== Information shown ==
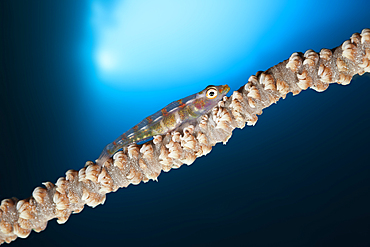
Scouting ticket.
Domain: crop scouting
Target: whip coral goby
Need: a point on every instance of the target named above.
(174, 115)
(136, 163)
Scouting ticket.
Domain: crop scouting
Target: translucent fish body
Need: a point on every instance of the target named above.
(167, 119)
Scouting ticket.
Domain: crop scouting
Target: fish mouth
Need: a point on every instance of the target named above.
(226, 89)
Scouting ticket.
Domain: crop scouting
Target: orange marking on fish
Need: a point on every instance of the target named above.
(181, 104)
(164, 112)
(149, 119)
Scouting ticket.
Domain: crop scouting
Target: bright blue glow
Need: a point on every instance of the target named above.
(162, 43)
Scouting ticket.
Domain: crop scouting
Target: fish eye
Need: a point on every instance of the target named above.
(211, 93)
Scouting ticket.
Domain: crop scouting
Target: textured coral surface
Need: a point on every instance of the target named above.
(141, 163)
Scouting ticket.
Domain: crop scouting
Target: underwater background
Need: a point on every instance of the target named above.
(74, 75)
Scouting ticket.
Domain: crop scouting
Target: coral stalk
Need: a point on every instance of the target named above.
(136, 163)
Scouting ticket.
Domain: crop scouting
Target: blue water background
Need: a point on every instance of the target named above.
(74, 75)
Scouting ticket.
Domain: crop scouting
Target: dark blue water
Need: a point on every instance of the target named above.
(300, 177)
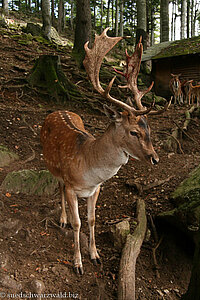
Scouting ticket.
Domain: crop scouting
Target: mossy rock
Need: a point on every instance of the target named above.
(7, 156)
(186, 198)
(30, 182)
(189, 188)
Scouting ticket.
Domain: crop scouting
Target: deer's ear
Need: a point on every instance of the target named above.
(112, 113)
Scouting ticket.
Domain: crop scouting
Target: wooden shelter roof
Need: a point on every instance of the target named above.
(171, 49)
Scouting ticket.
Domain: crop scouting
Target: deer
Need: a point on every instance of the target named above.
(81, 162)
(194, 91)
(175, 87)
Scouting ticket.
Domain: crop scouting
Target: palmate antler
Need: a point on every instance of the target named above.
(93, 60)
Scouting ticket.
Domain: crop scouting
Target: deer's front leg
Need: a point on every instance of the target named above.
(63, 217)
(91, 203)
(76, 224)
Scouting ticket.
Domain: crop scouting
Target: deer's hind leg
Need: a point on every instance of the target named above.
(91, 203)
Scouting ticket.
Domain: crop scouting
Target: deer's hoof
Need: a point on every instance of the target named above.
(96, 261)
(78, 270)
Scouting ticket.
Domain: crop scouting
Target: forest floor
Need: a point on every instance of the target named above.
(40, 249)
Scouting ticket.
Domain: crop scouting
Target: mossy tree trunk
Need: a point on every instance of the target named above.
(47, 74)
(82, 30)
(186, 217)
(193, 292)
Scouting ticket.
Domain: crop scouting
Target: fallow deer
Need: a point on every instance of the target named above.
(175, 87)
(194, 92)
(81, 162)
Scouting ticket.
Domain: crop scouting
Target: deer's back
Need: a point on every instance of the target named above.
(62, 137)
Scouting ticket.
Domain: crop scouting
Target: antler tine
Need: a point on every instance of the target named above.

---

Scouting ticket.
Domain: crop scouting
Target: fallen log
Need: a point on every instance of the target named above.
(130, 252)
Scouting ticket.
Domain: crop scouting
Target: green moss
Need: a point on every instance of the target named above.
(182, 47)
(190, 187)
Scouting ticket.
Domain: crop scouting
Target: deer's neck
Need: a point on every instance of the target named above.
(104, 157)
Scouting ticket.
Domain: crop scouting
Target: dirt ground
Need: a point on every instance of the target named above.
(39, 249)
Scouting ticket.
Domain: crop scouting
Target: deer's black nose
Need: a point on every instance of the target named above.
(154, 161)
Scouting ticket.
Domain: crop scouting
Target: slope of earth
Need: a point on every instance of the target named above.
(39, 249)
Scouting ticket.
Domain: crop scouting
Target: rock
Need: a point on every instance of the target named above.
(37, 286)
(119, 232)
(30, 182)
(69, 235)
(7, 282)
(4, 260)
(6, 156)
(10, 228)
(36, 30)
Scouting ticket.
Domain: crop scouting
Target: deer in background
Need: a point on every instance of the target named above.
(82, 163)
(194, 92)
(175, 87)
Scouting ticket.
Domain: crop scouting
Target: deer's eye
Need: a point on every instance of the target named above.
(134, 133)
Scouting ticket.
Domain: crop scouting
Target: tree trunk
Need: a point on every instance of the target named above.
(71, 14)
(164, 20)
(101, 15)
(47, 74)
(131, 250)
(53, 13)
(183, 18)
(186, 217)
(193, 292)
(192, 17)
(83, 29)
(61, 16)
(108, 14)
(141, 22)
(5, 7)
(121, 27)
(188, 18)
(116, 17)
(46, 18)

== What the exercise asks ==
Count the lines in the records above that include the string "trunk". Reply with the number only.

== Solution below ==
2